§ Data for the task

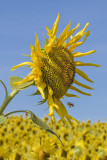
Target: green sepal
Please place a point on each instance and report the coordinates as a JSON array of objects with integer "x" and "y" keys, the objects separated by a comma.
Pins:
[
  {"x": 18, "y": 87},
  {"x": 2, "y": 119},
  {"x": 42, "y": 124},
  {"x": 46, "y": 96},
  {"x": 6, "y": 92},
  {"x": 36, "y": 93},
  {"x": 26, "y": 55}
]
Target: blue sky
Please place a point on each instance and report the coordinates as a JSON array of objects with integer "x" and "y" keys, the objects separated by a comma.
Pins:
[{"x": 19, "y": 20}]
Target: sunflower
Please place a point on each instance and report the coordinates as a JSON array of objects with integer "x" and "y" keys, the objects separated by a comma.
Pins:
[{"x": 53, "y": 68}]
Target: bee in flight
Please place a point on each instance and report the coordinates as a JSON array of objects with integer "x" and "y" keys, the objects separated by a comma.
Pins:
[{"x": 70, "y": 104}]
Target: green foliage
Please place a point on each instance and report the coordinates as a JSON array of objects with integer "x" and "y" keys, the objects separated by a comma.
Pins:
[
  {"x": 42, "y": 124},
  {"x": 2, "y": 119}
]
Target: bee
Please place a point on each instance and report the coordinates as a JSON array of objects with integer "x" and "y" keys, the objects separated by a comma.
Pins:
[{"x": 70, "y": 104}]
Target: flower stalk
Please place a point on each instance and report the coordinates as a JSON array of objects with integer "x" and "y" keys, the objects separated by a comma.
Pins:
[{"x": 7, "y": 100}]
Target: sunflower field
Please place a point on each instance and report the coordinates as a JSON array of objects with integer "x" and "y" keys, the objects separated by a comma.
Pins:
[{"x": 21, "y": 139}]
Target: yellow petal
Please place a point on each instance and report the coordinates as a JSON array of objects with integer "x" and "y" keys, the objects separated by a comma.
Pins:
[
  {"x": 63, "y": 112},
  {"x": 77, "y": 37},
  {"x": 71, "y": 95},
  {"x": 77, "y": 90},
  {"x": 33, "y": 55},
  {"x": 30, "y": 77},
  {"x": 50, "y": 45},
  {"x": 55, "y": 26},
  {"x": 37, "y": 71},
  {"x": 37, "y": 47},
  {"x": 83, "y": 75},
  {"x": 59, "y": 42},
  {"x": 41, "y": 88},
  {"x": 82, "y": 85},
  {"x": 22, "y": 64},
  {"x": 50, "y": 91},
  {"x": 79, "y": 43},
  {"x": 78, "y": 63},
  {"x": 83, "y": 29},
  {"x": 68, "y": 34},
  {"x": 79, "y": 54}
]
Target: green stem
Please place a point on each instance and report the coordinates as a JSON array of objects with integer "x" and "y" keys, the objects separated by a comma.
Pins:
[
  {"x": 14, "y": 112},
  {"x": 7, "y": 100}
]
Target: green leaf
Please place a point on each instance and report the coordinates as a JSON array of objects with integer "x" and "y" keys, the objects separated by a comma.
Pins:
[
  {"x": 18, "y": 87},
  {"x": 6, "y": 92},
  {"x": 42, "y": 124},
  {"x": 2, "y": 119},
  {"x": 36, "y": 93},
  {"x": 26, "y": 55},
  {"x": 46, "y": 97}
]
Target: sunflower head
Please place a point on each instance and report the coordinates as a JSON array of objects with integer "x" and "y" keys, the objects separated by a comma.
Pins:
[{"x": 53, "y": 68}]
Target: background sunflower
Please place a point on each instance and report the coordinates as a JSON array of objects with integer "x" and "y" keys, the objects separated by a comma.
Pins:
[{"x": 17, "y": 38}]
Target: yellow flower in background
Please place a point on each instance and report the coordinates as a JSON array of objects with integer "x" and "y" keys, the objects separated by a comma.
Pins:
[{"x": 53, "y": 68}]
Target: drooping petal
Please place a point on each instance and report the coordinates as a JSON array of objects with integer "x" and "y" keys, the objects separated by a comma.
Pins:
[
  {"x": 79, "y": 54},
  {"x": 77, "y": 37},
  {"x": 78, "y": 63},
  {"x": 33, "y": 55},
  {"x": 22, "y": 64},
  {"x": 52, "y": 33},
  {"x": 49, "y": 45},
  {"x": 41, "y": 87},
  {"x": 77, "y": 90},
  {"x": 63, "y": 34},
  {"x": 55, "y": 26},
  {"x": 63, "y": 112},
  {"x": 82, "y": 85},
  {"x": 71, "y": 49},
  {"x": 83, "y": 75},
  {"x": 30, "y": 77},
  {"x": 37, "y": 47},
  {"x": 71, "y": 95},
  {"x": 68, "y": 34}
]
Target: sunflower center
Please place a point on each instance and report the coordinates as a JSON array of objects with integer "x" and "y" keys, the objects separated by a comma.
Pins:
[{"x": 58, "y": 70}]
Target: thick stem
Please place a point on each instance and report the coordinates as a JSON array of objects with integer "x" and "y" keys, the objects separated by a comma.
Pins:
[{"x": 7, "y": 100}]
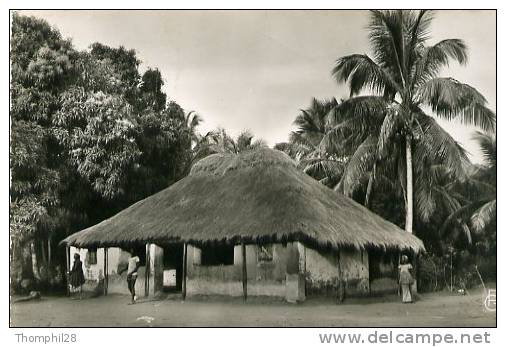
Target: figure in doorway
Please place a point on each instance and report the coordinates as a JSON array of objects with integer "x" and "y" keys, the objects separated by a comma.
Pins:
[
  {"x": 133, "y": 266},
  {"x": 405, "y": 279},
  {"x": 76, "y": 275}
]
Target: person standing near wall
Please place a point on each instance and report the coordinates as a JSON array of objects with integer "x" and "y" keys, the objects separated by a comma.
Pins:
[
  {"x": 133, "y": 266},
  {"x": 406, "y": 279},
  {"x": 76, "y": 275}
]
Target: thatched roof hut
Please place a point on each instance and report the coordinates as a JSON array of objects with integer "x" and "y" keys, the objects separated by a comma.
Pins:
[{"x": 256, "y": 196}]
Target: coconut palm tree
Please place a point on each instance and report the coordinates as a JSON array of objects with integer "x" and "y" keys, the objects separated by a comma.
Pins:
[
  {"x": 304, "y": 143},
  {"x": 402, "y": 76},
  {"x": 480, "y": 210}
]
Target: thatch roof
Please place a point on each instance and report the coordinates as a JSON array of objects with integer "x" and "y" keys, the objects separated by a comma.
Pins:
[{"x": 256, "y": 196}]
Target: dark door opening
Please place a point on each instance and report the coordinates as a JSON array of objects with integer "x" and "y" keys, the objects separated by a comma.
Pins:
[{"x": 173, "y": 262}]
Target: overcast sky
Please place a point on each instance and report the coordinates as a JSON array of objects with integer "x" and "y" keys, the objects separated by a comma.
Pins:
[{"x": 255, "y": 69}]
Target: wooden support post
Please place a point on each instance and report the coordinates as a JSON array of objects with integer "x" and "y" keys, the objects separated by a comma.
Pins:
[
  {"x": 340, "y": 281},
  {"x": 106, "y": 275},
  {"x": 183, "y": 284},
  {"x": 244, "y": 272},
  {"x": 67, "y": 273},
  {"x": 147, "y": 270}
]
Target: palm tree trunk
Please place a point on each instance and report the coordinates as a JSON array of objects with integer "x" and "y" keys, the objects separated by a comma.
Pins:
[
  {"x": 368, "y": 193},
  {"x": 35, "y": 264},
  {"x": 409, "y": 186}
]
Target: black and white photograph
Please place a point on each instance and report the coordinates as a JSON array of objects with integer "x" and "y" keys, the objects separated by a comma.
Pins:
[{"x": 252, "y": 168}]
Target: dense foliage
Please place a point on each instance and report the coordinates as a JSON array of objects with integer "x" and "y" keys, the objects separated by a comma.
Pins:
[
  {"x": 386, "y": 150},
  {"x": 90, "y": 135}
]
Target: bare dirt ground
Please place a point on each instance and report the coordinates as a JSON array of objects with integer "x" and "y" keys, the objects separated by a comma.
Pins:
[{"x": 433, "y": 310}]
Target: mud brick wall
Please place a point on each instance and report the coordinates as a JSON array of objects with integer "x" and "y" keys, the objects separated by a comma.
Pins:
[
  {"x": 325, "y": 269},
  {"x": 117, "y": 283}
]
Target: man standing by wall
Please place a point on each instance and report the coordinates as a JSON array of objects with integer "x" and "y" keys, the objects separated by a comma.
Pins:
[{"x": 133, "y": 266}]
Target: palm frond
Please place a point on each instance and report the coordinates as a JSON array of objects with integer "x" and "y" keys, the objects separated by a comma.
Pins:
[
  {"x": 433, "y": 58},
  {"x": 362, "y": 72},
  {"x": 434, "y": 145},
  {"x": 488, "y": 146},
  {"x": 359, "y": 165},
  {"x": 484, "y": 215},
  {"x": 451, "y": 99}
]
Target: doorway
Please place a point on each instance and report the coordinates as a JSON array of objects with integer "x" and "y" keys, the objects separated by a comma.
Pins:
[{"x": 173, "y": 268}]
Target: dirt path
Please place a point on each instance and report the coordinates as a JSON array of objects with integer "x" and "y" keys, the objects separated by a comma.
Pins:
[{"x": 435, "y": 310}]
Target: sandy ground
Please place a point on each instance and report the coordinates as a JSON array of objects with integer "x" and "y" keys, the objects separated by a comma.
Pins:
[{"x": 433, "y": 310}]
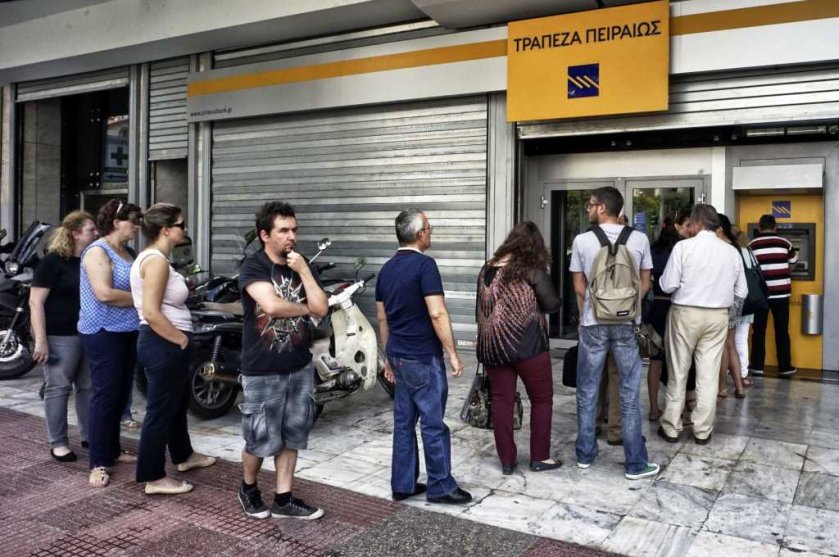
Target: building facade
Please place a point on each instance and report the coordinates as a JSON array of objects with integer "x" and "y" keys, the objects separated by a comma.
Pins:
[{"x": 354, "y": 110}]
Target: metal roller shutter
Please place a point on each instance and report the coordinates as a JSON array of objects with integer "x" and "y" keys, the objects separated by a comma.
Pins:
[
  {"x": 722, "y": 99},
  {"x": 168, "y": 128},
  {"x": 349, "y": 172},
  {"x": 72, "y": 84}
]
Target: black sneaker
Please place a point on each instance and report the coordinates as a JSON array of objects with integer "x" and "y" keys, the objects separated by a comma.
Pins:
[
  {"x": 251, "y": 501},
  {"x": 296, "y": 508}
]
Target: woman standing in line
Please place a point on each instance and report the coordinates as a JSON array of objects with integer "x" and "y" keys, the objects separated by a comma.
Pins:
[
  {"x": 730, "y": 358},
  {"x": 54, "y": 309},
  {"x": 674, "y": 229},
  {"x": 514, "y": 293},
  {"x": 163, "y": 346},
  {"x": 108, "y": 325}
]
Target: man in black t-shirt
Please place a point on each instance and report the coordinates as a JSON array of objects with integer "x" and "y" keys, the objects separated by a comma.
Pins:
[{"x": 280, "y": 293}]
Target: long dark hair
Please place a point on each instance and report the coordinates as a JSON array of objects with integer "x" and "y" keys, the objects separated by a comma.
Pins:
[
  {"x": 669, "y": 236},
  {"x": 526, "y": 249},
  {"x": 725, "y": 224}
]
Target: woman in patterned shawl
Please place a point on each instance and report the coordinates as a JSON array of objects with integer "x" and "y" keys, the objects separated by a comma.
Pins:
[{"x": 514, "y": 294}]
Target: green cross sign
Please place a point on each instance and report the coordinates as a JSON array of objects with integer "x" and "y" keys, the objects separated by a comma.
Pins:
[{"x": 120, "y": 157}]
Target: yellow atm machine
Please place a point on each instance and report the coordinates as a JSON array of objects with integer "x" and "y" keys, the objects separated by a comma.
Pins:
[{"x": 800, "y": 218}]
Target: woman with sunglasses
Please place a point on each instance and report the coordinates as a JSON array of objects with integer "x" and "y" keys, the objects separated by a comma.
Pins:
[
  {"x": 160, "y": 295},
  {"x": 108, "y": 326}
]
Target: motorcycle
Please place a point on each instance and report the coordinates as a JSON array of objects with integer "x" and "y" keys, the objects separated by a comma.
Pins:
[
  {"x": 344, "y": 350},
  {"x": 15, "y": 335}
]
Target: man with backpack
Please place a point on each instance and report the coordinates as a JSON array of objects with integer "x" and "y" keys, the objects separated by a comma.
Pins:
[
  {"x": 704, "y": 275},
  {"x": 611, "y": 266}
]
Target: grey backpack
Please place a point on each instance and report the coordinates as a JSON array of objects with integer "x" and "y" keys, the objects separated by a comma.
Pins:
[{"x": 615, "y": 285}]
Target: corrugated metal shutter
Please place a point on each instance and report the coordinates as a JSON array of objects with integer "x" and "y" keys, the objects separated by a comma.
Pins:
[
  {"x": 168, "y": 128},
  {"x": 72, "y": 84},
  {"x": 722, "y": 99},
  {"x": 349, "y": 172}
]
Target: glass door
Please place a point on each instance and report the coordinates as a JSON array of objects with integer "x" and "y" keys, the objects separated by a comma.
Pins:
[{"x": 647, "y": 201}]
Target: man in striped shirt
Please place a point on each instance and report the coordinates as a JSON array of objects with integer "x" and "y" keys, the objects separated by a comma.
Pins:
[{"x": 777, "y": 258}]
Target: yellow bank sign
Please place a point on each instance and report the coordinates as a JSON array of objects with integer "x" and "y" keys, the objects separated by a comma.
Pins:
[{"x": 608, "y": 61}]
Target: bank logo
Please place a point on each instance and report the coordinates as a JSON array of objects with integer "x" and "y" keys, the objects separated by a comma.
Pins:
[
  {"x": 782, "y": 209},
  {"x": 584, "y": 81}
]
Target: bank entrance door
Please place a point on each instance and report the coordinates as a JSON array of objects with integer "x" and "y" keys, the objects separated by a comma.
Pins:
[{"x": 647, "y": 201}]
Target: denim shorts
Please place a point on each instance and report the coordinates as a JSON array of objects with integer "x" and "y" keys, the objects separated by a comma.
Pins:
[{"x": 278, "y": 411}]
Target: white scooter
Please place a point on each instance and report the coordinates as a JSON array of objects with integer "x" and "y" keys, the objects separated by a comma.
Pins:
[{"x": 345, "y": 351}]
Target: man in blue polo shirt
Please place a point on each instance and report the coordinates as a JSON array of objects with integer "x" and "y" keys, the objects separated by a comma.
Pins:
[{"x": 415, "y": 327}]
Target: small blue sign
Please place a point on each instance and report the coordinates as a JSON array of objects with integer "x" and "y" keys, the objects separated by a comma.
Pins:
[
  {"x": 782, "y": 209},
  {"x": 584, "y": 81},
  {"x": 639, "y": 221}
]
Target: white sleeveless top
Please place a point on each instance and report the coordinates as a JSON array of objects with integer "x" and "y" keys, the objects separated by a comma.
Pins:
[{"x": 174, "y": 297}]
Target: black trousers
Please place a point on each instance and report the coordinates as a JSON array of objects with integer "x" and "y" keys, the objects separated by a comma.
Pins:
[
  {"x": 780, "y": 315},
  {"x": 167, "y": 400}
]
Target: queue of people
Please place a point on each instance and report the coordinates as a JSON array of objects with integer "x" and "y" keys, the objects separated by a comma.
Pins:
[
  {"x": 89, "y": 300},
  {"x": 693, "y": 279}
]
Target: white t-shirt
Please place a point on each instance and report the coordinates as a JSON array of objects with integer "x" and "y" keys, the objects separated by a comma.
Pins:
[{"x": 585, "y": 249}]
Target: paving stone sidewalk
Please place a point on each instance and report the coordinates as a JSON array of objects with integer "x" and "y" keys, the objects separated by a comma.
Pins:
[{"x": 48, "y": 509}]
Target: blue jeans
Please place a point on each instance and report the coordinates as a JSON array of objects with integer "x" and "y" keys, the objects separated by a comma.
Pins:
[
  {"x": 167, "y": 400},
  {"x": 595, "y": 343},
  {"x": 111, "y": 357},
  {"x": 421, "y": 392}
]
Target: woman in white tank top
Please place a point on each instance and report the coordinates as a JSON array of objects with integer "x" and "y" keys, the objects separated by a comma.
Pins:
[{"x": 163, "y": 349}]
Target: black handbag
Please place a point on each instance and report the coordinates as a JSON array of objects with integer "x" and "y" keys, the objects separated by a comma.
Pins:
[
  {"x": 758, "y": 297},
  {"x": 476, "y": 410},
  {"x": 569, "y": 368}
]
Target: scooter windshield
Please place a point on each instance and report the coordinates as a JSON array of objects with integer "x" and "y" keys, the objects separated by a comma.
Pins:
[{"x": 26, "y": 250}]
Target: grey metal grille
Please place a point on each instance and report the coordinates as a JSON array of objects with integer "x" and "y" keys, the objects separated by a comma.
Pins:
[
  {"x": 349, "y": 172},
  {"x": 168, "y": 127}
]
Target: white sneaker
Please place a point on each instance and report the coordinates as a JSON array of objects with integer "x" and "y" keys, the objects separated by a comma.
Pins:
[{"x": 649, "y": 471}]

§ Exercise details
Send back exactly the lines from the line with "Target: queue of people" through the end of the records.

§ Response to the exercise
Target: queue of people
Please place a point on each instance and report the coordinates as a JSON array of objects with integer "x" and "y" keys, the objects separated by a comma.
Pins:
[
  {"x": 89, "y": 300},
  {"x": 693, "y": 279}
]
Target: white t-shirt
Please place a point on each instance and report the coordinates as a JSON array of objects with integer "x" and "y" keys, the objects separated by a comma.
Pins:
[{"x": 585, "y": 249}]
Target: paving stone sidewalk
Please place a point on each instance and report the coordinates as a JSON array of objects with integer "x" and "y" keys, the objects separated by a comma.
Pins:
[{"x": 48, "y": 509}]
Target: blue jeans
Please place a point on each instance and report the coordinates as a JSON array of objects with integer "x" and "y" keys, the objects separated by a comma.
Pins:
[
  {"x": 167, "y": 400},
  {"x": 595, "y": 343},
  {"x": 111, "y": 357},
  {"x": 421, "y": 392}
]
Target: woman in white tank top
Please place a point on each instance and report the coordinates as a JSON array of objects with integer "x" and "y" keys, the objects separated by a comma.
Pins:
[{"x": 163, "y": 349}]
Target: black handbag
Please place a point on each instance and report the coordinates as a JSON array of objects with integer "x" and "y" keys, the objects separated by a comma.
Pins:
[
  {"x": 758, "y": 297},
  {"x": 476, "y": 410},
  {"x": 569, "y": 368}
]
Target: scooter windshield
Please place a point on each instance and report the coordinates as a JSON array of objects with integer "x" and "y" keys, the objects separated by a comma.
Pins:
[{"x": 26, "y": 250}]
Target: grey metal grille
Please place a point on each instance and report the coordinates as a JSON array of objects with integer "x" and "y" keys, the objects separated by a comma.
Pins:
[
  {"x": 349, "y": 172},
  {"x": 168, "y": 127}
]
Target: white sneaker
Please place a point on each instance and report the coordinates as a JSON array of objects with integer "x" and "y" keys, the objects separated by a comma.
Pins:
[{"x": 649, "y": 471}]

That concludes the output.